» What you need to do
Please list every Formula One team named in the text about the 1993 Portuguese Grand Prix.

» Reading text

The 1993 Portuguese Grand Prix was a Formula One motor race held at Estoril on 26 September 1993. It was the fourteenth round of the 1993 Formula One season. Michael Schumacher took his only win of the season, the second win of his career, while second place was enough for Alain Prost to clinch the championship, after Ayrton Senna's engine failed. Senna was out-qualified by his new team-mate, future champion Mika Häkkinen, but the Finnish driver crashed out. In a reversal of Hungary, Damon Hill stalled on the dummy grid and started from the back. The BMS Scuderia Italia team withdrew from the championship after this race.

Report

Two major news stories broke as the teams descended on Estoril: Prost announcing his retirement at the end of the season and Andretti leaving McLaren and being replaced by Häkkinen.

The Williamses were 1-2 in qualifying ahead of the McLarens but Hill, desperate to keep his Championship hopes alive took pole from Prost, with Häkkinen surprisingly ahead of Senna with Alesi and Schumacher behind. However, Hill's engine refused to fire on the parade lap and he had to start at the back. At the start, Prost got squeezed out by the McLarens and Alesi, with Alesi getting ahead of the McLarens with Senna ahead of Häkkinen. Alesi led Senna, Häkkinen, Prost, Schumacher and Berger.

The top six stayed together but the Williamses and Schumacher were on a one-stop strategy unlike the McLarens and Ferraris. On lap 20, Senna's engine blew as Alesi, Häkkinen and Schumacher pitted, with Alesi losing out to both. This left Prost leading from Blundell, Hill, Häkkinen, Schumacher and Alesi. Schumacher passed Häkkinen on lap 25 and pulled away. Prost would stop on lap 29 but Schumacher would rejoin ahead. When Hill stopped as well, Schumacher was leading from Prost, Häkkinen, Hill, Alesi and Berger.

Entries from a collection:

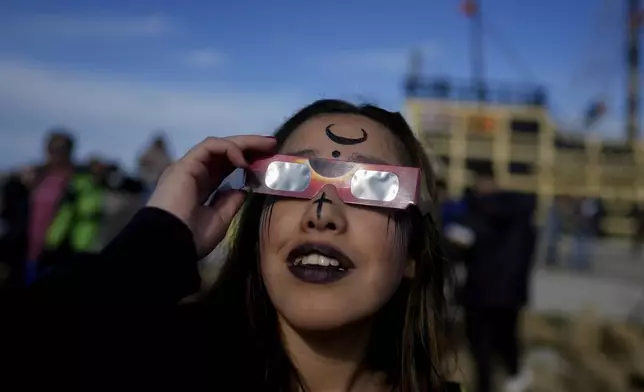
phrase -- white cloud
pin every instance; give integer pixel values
(394, 60)
(115, 116)
(87, 26)
(204, 58)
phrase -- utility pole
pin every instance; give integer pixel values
(472, 9)
(633, 64)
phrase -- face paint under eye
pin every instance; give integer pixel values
(320, 202)
(345, 140)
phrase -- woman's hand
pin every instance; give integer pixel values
(185, 186)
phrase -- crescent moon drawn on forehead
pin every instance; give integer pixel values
(345, 140)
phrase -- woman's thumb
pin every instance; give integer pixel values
(216, 218)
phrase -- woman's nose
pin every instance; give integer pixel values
(325, 213)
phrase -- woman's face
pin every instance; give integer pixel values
(320, 297)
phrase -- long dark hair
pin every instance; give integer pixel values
(408, 341)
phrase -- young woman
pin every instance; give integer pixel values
(319, 293)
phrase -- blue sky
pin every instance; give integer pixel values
(115, 71)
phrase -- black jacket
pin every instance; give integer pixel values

» Task response
McLaren, Williams, Ferrari, BMS Scuderia Italia